# WORK ORDER
Please restate, word for word, each line from the one containing "Every instance of the wet" through the end of the entries below.

# MATERIALS PROVIDED
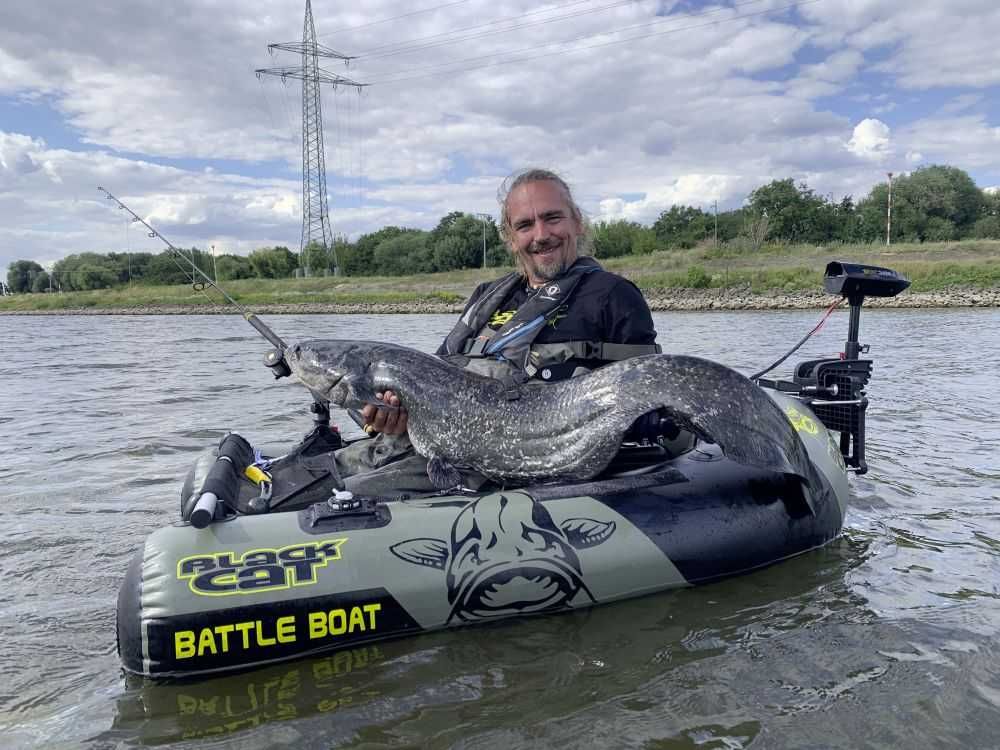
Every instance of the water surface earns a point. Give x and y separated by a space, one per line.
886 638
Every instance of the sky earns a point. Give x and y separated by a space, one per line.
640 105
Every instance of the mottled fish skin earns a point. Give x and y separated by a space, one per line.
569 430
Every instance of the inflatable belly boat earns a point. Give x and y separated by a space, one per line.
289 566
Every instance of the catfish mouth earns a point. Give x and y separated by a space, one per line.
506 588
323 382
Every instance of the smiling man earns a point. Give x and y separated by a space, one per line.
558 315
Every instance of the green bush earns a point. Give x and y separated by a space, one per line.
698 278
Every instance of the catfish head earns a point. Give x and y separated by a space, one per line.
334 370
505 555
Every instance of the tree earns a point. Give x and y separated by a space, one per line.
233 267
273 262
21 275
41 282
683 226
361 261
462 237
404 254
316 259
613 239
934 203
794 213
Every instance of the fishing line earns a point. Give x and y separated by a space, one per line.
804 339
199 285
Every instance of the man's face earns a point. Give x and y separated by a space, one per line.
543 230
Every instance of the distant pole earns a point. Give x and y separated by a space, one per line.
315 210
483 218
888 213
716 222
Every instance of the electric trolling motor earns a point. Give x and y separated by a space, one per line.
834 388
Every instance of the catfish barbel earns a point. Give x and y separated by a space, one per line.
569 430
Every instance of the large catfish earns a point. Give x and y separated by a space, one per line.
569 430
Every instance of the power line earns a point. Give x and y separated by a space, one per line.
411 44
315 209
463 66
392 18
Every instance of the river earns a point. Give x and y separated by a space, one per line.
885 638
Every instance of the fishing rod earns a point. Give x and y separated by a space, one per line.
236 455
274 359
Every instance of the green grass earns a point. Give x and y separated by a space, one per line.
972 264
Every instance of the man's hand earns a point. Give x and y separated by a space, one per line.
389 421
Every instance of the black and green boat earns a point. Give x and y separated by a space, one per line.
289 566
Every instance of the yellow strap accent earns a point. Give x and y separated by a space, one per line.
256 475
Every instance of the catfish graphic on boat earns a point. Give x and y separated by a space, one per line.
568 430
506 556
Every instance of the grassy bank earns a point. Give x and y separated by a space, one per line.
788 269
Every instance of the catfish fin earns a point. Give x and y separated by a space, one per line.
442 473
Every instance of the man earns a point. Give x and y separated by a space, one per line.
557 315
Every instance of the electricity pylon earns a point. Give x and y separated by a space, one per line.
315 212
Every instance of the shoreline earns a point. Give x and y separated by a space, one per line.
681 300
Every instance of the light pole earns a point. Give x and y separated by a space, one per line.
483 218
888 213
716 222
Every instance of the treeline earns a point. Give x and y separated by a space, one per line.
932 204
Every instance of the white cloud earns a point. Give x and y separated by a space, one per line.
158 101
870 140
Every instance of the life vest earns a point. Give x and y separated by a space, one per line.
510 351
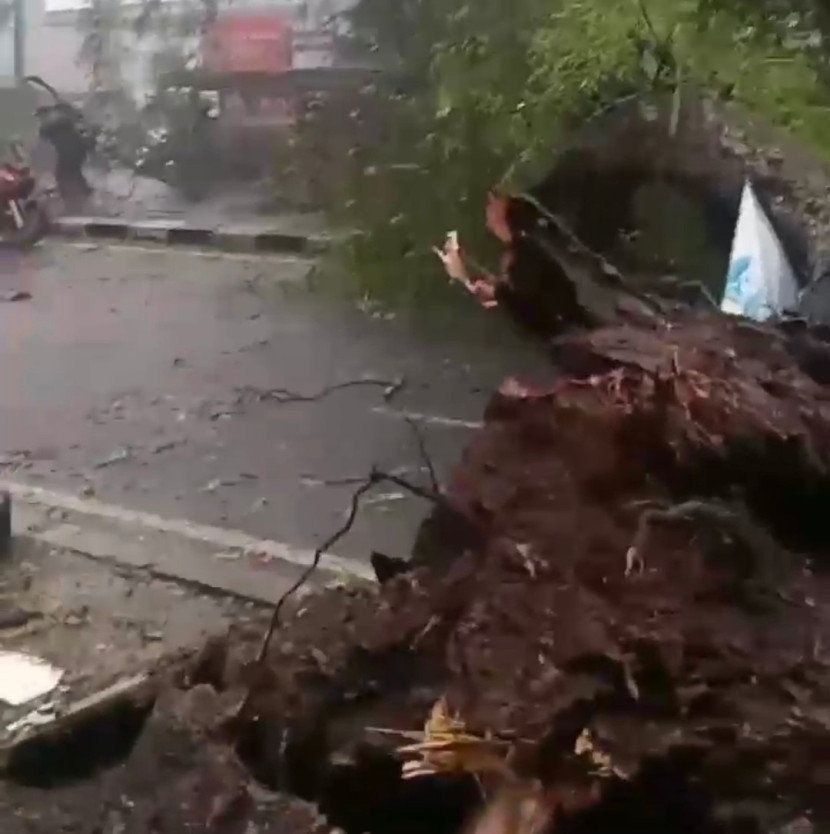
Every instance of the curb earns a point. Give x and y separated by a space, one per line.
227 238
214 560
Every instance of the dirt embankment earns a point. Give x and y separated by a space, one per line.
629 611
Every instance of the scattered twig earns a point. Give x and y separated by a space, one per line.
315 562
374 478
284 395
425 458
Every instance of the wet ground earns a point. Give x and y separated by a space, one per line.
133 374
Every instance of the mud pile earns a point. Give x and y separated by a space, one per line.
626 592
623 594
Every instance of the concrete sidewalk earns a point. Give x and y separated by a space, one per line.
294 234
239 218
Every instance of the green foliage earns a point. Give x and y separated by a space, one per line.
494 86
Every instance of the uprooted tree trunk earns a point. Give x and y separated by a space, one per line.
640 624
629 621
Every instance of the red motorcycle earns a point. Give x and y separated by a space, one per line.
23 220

# RESULT BELOW
Every instance of the wet ground earns a point. Give x and y separated by a space, one per line.
133 374
Every instance of the mud pile earns a point. Give x and y separated by a space, one per line.
626 592
623 594
Every instance of the concrete sidewalk earns a point. Give x and y separated by a space, one per line.
294 234
239 218
Every instance of the green foliage earns a point. Give x and y separated by a space, one per line.
494 86
Every instance of the uprooted tree trunk earns a point. Give x and y separated by a space, one per line.
640 624
629 621
Every instance of the red motorcycle earns a point. Give x and y separated by a space, one per line.
23 220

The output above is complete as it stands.